# YOUR TASK
Starting at the first line below, copy through to the last line exactly.

# RECORD EXTRACTS
+---+

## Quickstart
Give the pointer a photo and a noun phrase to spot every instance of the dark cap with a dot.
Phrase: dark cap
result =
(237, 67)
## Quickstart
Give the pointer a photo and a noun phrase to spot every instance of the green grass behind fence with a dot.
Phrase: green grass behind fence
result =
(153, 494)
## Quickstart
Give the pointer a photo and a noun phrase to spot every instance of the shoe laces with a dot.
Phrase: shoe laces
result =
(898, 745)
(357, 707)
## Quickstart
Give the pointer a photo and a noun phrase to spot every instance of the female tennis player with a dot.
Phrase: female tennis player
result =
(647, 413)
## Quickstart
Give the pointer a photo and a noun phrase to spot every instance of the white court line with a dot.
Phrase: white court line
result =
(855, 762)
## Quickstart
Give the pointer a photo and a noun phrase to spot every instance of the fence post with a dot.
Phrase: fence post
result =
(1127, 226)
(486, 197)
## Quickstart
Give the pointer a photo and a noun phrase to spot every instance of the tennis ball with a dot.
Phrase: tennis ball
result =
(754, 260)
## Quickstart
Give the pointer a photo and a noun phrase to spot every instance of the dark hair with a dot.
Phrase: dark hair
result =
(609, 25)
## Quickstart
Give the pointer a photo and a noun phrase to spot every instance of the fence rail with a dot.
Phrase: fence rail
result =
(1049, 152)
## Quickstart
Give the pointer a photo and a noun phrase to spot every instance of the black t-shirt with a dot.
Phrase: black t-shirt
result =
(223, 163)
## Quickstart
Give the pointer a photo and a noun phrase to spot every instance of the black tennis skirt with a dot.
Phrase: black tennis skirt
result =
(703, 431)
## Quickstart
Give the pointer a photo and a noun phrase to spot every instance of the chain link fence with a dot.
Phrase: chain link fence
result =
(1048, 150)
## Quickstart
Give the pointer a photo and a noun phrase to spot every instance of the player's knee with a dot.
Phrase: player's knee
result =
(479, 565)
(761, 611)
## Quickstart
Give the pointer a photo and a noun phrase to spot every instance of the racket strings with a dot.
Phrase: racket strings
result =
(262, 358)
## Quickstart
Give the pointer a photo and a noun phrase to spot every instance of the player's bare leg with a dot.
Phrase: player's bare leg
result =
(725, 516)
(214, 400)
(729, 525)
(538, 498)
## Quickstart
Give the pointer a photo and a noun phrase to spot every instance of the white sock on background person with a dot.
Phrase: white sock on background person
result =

+---+

# RESPONSE AREA
## Quickstart
Give the pointer a photo and a noun phrase to spot every instance of the dark cap with a dot.
Phrase: dark cap
result =
(237, 67)
## Quickstart
Give the pointer a photo and a noun phrase to spot every instance of the green grass behind fence with a dot.
Phrase: green grass behind fence
result =
(153, 494)
## Quickstart
Give the pointer a photo and a noun phrase to spot every instance of the shoe laces with a dot.
Phrase: shoe laces
result =
(898, 745)
(357, 707)
## Quickstart
Give the pointer a photo and a noun phrase to spot every instance of the female tennis player with a dot.
Phrase: female tennis player
result =
(647, 413)
## Quickstart
Give the pointer a photo and a noun phrase to spot every instance of the white court line with a dot.
Phrase: white court line
result =
(855, 762)
## Quickstart
Give the pointer a photo and a noun phrase to spot every instance of the fence post with a dot.
Phrase: fence post
result =
(1127, 226)
(486, 197)
## Quickstart
Give the pointer a photo and a noun phrase to spot every instance of the tennis ball with a dot.
Phrase: tennis ball
result =
(754, 260)
## Quickstart
Give the pointer a photo and a noun phrase to spot every instance of the dark hair with a dot.
Phrase: dark hair
result =
(609, 25)
## Quickstart
Give the pointer a photo and a noun phrase to spot every instance of the fence rail with a dot.
Phrase: fence rail
result =
(1049, 152)
## Quickstart
Give the pointer a photo and a noun phrase to spot every instance of the black t-shirt with a dot.
Phrase: black t-shirt
result =
(223, 163)
## Quickstart
Give the pointer a photo and a noun phrase to spot every instance of the black tennis skirt with a dot.
Phrase: black tennis skirt
result =
(703, 431)
## Quickstart
Give the pointer a photo and a noun phrase to spot every instance of the chain link fence with a dot.
Phrase: chain link fence
result =
(1048, 150)
## Quickstart
Give the pointer a photo and a noun phrase to spot every instance of the player's knee with a dot.
Phrase: player's knee
result =
(479, 565)
(761, 611)
## Quickstart
Give the pointer a photo and a noun phrase to spot every instance of the racket strings with a dot.
Phrase: racket strings
result =
(262, 358)
## Quickstart
Give the pointer a photo and a noun phrase to spot every instance of the player's bare leg with a dot.
Phrase: player's bare leg
result =
(725, 516)
(214, 400)
(729, 525)
(538, 498)
## Quickstart
Give the pointer a photo and a noun phrase to spot every instance of the white sock on background person with a dot.
Phrase: white sock on background person
result =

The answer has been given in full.